Tyrone Slothrop 01-03-2020 02:07 PM

Re: Objectively intelligent.
 
Quote:

Originally Posted by Hank Chinaski (Post 526795)
Wasn't there an incoming R congress that forced "belt-tightening" anyway? President Obama might simply have been playing towards what he knew would be inevitable.

He seemed to really believe it, and he was wrong.

Tyrone Slothrop 01-03-2020 02:09 PM

Re: Objectively intelligent.
 
Quote:

Originally Posted by sebastian_dangerfield (Post 526799)
I think that's one half of it. The other half is the selective bailout. We made a decision to reinflate stock and r/e prices for investors and asset holders while ignoring the losses to workers. (Other than unionized auto workers, who were powerful enough to cut themselves a discrete deal.)

If the bailout had been structured so that Main Street received some of the money (recall, Bush did something along those lines), it would have worked much better and saved both Main Street and Wall Street at once. Wall Street would have received less, but the money given to Main Street would have been spent on mortgages and other debts that instead went bad. And who held that paper? Wall Street. Win/Win.

We could have at least tried to save Main and Wall. But we didn't. "Wise" men (including me... I argued the bailout made sense, and technically it did) said all we needed to do was shore up the financial system and it would in turn stabilize Main Street. Instead, it took all the money and did exactly what rational actors would in that situation. It speculated on assets outside the Main Street economy. And worse, it preyed on Main Street with aggressive foreclosures, and foreclosure abuses.

The 2008 Bailout will never be over. It destroyed Main Street's trust in govt and finance. And finance runs on trust. Without trust, money doesn't flow. Which it isn't. You can cite me any stat on subprime lending and floating home loan rates re-emerging as proof the lending spigot has opened to Joe Sixpack, but those are outliers. They might as well be credit card lenders, which have loaned freely through most of the entire crisis up to today. But the guy trying to borrow for a business loan, the little guy, he's still stuck in vicious cycle:
If you don't need money, you can borrow as much as you like at low rates. But if you need it, fuck you.

Given records:
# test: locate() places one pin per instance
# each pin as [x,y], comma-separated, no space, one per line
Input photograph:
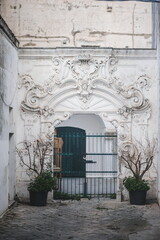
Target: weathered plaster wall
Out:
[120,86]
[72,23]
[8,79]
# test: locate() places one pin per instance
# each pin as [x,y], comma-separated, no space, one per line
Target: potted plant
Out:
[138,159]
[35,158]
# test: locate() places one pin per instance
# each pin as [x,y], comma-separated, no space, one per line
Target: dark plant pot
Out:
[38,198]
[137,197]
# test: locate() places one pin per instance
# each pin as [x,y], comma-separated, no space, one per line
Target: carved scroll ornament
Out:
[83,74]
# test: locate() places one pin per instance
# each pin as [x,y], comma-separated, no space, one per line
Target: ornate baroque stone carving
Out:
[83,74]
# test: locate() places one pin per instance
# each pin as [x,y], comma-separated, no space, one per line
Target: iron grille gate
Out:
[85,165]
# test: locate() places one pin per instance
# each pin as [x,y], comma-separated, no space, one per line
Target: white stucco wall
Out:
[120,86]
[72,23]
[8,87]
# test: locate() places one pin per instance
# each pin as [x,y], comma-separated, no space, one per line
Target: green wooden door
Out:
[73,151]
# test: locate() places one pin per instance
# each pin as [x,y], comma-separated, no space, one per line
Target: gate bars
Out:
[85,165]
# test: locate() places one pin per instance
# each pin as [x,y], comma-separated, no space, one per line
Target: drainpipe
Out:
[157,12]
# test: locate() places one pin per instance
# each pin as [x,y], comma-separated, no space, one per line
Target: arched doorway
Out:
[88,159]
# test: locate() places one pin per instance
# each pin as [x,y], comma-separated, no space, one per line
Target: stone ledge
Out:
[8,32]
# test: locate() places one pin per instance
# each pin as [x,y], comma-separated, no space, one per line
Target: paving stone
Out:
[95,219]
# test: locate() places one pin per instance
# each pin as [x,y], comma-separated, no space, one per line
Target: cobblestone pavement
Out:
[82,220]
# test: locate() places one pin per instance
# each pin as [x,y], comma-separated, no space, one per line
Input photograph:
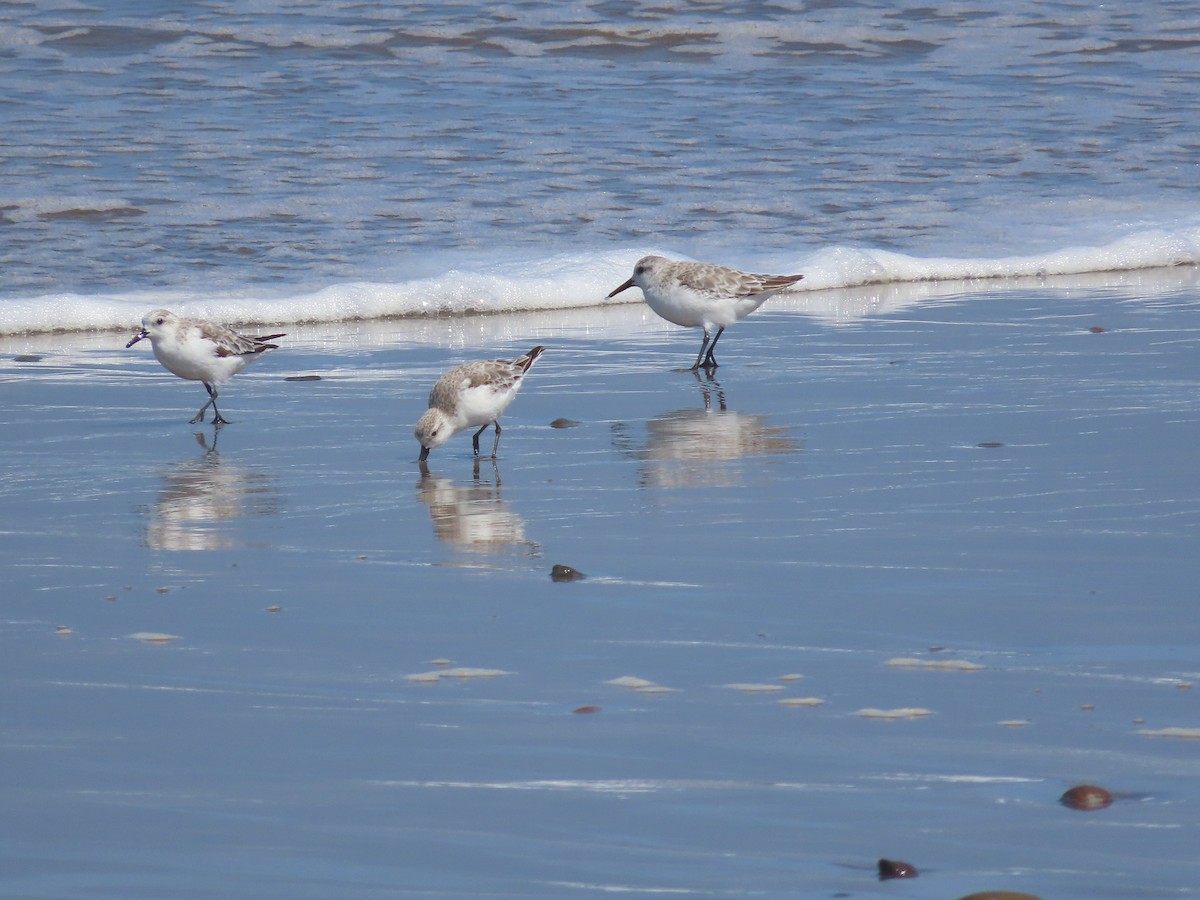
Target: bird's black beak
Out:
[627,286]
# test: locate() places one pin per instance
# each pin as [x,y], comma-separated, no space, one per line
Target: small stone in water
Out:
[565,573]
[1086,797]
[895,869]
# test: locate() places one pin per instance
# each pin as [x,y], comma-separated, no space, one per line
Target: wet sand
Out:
* * *
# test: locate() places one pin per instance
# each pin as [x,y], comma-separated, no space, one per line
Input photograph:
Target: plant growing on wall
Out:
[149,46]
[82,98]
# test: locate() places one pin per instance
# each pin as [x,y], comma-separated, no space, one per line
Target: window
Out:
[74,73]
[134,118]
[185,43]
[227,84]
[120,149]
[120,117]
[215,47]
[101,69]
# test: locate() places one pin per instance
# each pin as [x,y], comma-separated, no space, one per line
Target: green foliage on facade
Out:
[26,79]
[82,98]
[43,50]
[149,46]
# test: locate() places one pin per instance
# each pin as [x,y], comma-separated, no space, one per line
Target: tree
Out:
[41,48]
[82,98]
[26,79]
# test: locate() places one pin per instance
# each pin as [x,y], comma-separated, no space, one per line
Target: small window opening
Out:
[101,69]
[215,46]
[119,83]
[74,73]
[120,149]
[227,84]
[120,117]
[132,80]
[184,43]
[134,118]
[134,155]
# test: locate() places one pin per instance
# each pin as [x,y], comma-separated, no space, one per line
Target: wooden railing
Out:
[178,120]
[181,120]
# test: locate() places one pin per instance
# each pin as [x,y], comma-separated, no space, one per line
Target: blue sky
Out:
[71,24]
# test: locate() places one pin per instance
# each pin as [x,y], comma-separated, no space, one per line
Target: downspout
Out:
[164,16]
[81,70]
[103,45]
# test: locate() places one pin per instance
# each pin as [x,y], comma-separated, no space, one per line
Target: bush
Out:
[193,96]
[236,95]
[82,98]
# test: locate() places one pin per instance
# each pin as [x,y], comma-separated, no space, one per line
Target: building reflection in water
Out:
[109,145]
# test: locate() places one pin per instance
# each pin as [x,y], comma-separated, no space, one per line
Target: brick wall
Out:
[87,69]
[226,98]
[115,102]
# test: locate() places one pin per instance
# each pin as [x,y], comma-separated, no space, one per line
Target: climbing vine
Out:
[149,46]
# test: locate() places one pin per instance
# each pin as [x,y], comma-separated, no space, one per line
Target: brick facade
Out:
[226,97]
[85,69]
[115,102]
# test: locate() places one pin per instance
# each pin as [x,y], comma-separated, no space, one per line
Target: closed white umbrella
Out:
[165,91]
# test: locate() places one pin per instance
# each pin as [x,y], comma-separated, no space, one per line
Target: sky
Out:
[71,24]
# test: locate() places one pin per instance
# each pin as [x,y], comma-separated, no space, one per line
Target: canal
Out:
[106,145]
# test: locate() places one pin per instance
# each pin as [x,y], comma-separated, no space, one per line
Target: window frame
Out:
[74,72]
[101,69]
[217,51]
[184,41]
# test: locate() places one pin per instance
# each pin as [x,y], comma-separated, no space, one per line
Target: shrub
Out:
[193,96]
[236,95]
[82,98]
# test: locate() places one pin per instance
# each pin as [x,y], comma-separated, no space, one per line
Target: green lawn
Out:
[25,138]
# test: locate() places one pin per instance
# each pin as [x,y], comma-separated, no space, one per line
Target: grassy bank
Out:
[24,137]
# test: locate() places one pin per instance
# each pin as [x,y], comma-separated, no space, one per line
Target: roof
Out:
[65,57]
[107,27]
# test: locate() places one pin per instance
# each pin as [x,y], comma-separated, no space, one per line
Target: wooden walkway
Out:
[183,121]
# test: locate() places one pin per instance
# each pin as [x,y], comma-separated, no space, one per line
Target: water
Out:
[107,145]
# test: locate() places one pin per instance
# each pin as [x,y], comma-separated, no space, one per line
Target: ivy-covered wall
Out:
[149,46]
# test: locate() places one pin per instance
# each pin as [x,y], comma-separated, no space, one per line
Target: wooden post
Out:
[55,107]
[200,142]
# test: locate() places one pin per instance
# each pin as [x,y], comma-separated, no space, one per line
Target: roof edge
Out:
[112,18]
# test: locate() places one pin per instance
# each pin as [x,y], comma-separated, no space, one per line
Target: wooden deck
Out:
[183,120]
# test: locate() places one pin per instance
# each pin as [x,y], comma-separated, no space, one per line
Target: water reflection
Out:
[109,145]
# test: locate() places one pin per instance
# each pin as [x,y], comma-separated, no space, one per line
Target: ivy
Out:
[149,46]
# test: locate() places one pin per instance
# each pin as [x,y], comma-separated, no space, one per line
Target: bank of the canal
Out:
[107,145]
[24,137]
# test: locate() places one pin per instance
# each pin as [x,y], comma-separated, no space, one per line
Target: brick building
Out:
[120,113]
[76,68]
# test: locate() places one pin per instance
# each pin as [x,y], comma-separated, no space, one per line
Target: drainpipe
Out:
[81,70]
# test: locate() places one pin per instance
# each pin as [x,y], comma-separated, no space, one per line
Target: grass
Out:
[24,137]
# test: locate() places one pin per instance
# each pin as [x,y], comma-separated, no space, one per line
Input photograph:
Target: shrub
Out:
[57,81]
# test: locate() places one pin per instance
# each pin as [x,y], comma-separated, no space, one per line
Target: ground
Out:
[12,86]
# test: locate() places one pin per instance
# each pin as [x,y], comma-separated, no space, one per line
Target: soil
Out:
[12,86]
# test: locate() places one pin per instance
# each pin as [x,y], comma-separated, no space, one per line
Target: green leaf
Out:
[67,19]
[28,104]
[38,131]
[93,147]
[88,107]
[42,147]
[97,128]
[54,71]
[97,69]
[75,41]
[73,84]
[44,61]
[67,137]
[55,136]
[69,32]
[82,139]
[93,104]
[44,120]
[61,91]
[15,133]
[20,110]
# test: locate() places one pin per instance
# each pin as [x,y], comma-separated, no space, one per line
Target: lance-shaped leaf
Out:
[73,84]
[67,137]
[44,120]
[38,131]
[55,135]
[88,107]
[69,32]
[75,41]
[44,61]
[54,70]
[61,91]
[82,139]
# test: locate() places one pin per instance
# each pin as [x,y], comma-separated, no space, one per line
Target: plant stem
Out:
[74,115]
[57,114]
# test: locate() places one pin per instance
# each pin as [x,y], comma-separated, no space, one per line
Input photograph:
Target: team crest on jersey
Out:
--
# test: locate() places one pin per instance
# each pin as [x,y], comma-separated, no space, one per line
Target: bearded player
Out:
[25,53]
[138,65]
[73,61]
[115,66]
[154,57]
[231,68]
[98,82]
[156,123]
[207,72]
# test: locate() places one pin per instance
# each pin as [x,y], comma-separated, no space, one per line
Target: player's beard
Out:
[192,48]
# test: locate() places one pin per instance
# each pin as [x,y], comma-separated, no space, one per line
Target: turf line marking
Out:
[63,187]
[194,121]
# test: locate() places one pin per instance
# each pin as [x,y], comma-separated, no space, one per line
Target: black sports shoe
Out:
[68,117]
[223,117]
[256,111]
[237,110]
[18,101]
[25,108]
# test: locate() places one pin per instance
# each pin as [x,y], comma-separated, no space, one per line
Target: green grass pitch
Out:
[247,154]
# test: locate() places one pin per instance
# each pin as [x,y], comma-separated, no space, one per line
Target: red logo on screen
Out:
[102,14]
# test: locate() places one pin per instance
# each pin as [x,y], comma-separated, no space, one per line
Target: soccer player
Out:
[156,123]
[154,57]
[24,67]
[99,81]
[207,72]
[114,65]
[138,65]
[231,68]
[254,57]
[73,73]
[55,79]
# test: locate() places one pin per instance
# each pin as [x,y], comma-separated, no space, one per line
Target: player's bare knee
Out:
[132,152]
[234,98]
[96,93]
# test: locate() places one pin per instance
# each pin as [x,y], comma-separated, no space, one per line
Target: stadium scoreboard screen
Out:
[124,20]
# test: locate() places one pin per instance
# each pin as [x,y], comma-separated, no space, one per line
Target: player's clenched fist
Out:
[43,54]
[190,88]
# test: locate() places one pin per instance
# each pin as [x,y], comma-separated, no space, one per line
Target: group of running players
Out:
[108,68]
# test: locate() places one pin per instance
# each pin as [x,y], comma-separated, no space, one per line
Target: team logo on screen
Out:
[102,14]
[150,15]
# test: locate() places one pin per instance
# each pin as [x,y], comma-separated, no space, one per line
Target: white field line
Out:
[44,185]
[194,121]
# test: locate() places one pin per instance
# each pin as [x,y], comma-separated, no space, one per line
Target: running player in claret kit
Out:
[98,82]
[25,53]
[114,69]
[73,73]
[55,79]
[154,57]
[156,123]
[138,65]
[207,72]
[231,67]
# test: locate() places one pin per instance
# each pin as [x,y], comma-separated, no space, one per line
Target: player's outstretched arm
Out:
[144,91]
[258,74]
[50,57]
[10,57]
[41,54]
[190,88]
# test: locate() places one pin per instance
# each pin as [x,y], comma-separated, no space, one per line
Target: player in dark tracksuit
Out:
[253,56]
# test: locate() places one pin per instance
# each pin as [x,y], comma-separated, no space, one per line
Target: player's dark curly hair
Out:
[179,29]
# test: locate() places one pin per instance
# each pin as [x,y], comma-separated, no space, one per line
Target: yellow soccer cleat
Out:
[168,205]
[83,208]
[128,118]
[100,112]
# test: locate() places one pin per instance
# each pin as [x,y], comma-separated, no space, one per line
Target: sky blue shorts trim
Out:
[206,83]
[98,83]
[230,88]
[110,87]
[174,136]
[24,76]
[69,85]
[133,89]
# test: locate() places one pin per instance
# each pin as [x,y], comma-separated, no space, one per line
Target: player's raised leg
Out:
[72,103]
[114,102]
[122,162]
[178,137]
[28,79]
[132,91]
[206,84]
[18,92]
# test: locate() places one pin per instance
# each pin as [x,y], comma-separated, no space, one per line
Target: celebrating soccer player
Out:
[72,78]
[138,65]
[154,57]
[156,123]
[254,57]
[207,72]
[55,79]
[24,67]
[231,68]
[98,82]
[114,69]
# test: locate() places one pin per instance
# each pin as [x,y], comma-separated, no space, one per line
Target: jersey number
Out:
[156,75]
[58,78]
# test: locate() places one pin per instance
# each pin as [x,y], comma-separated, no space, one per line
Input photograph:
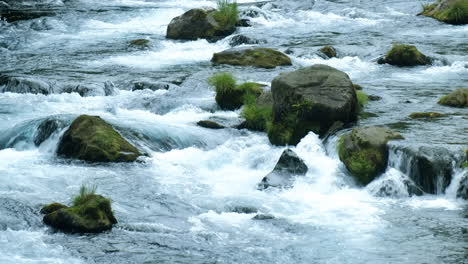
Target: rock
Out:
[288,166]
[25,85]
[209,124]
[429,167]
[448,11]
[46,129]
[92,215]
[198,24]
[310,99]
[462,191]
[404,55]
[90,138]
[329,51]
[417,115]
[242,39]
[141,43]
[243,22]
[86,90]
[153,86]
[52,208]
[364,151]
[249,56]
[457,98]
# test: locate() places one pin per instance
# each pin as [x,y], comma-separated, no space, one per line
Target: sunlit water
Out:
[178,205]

Problems to solve:
**A)** Set down the passage of the forum excerpt that begins at the words "He seemed to" and stops after the words "sebastian_dangerfield (Post 526799)", reproducing it word for word.
**B)** Collect every line of the records that contains the string "small".
The forum excerpt and the records are independent of each other.

Exercise responses:
**A)**
He seemed to really believe it, and he was wrong.

Tyrone Slothrop 01-03-2020 02:09 PM

Re: Objectively intelligent.
 
Quote:

Originally Posted by sebastian_dangerfield (Post 526799)

**B)**
Target: small stone in water
Target: small window opening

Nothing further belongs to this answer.